Required work:
1. Reproduce word for word the stretch of the Hemingway forum thread from "Whifflingpin" through "immediately offensive. ???)".
2. In the Hemingway forum thread, which novel does Charles Darnay say Golding used the word in as well?

Perhaps. One stray word in AFTA doesn't risk it's classic status, but if I were of black ethnicity and I were a teacher and given that there are more books available in the time alloted to teach, why would I pick this after such a slur? If I had black students in my class why should I alienate them this way when there are other choices?


Do you think Hemingway wrote down a list of themes before beginning the novel?
Actually in this case I do. A farewell to arms, arms of war, arms of love. It was quite deliberative. Nonetheless there are novels the author doesn't start with themes, but a complex work of art such as a novel is edited and rewritten. The writer is in complete control of his themes.

Charles Darnay
02-16-2006, 10:39 PM
On the Hemmingway debate, I would have to side with Virgil. I agree that the line was simply a throwaway line - maybe he did it really casaully, perhaps he wanted to rile people - I'm not to informed about the characteristics of Hemmingway. But Golding did it in Lord of the Flies as well - used the word in a "random" way - having no thematic relevance or character relevance.

Going back to Scheherezade's orginal questions - although i do not support blaming an author for the actions of their characters - this argument is one not easily solved. Possibly the best example is the Marquis de Sade. He created fiction - and that ficition poisoned the minds of many French youth - can he be blamed for this? Many thought so.

In regards to whether a character can control the direction of the story - I fully support this theory, for it has happened to me several times while writing. In a novel which i am currently working on, a had a simple plan for what was going to happen to the main character, but somehow, she did soemthing I did not intend to happen and suddenly she was thrust into this whole complex plot that completly changed my story. Although, of course I was fully aware of what path I was venturing down, I did nothing to stop it. I belive that is what it means to allow the characters to control the author - it's to write by intuition and never second guess your imagination

Virgil
02-16-2006, 10:52 PM
On the Hemmingway debate, I would have to side with Virgil. I agree that the line was simply a throwaway line - maybe he did it really casaully, perhaps he wanted to rile people
Maybe he did it really casually because he himself (Hemingway the real person) does it really casually, and that is what is in his heart.

bluevictim
02-16-2006, 10:54 PM
But statements like this one and others in other works just demean the man as a person. It leaves a bad taste in my mouth.
By 'the man' are you referring to Hemingway or Henry?

Virgil
02-16-2006, 10:57 PM
By 'the man' are you referring to Hemingway or Henry?
Hemingway the author.

Whifflingpin
02-17-2006, 05:28 AM
What would you have wanted Hemingway to have written? "Othello - but he was a man of colour!"

It may be that "nigger" was the word so commonly used for coloured people when Hemingway was writing that there was no perjorative sense implied at all. (OK , not a valid view, since in this case H was clearly stating that because Othello was black his life/actions did not matter in the way that a civilised white man's would. This casual assumption of white superiority is more racist than use of the word "nigger", but less immediately offensive. ???)

It may be that the word was commonly used, with a perjorative sense - in fact I think this to be the case, that white men of Hemingway's era generally looked down on black men - so this simply makes Hemingway normal for his time.

It may be that Hemingway was more racist than his contemporaries.

Whichever of the above (or even if none of the above) applies, you don't do your students, black or white, any favours by shying away from the issue, or sticking to "safe" authors. I suspect that by avoiding this passage, you would be protecting your white students from shock, rather than the black ones. It would come as no surprise to black people that white ones are racist.

Dataset rows:
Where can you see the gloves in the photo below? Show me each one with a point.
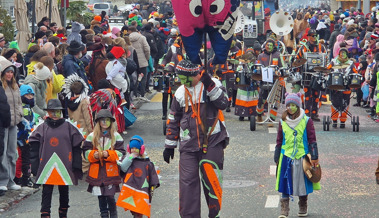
(167, 153)
(207, 81)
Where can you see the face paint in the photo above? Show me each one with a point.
(187, 81)
(291, 108)
(105, 122)
(269, 47)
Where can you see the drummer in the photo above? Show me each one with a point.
(312, 96)
(341, 98)
(270, 56)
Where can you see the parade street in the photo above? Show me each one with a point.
(348, 161)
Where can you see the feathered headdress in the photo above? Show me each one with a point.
(69, 81)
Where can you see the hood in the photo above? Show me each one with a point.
(135, 36)
(75, 27)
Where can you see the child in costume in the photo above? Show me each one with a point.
(137, 190)
(56, 157)
(24, 128)
(103, 148)
(296, 138)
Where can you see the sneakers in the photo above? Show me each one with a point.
(144, 99)
(14, 187)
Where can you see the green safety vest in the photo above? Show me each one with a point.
(289, 147)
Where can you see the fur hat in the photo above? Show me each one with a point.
(42, 73)
(293, 98)
(136, 142)
(117, 51)
(187, 68)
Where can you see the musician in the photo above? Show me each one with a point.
(341, 98)
(269, 56)
(174, 55)
(312, 96)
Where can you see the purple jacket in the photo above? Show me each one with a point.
(183, 127)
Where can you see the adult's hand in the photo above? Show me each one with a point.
(167, 153)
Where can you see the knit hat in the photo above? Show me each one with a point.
(43, 73)
(117, 52)
(187, 68)
(26, 89)
(136, 142)
(293, 98)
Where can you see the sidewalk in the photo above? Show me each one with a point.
(13, 197)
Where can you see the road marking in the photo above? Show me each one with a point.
(272, 147)
(157, 97)
(272, 201)
(272, 130)
(272, 170)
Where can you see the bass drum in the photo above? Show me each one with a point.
(335, 81)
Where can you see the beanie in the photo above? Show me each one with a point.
(43, 73)
(187, 68)
(293, 98)
(117, 51)
(26, 89)
(136, 142)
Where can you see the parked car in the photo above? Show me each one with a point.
(104, 6)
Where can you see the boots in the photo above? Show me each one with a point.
(303, 206)
(62, 212)
(284, 204)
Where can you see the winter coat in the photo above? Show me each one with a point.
(15, 104)
(5, 113)
(39, 88)
(152, 43)
(183, 127)
(99, 72)
(142, 48)
(73, 65)
(75, 29)
(82, 114)
(106, 171)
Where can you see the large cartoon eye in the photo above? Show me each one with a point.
(217, 6)
(196, 8)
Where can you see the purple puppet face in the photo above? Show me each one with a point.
(215, 17)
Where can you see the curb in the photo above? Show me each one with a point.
(13, 197)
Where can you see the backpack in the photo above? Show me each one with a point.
(131, 66)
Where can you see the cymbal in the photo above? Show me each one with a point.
(299, 62)
(341, 66)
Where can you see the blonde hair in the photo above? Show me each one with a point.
(97, 132)
(14, 85)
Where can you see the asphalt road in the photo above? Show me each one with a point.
(348, 161)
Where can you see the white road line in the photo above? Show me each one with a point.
(272, 147)
(272, 201)
(272, 170)
(272, 130)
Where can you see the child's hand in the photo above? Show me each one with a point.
(105, 154)
(96, 155)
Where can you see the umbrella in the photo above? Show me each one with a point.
(22, 25)
(55, 13)
(41, 10)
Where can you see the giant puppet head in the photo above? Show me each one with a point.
(215, 17)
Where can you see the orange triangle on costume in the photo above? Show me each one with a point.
(55, 178)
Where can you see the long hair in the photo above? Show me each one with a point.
(97, 133)
(293, 116)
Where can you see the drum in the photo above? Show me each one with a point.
(318, 82)
(355, 80)
(257, 72)
(158, 82)
(335, 81)
(294, 77)
(306, 79)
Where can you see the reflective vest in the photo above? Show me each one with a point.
(295, 141)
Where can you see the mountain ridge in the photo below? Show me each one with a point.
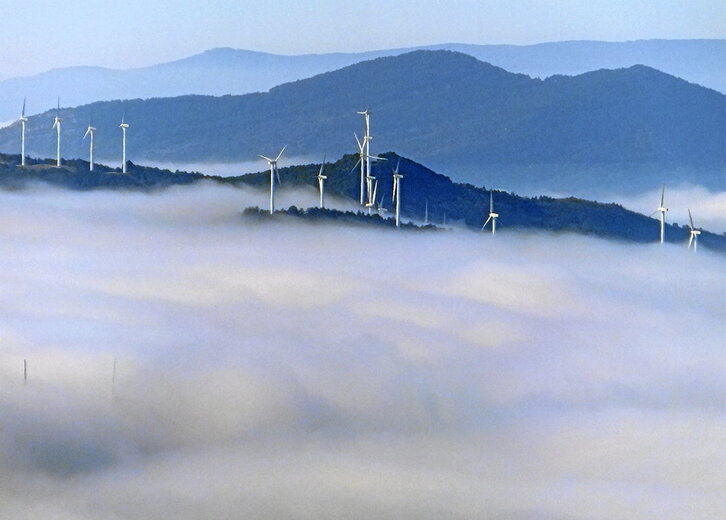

Answers below:
1.
Whifflingpin
02-17-2006, 05:28 AM
What would you have wanted Hemingway to have written? "Othello - but he was a man of colour!"

It may be that "nigger" was the word so commonly used for coloured people when Hemingway was writing that there was no perjorative sense implied at all. (OK , not a valid view, since in this case H was clearly stating that because Othello was black his life/actions did not matter in the way that a civilised white man's would. This casual assumption of white superiority is more racist than use of the word "nigger", but less immediately offensive. ???)

2. Lord of the Flies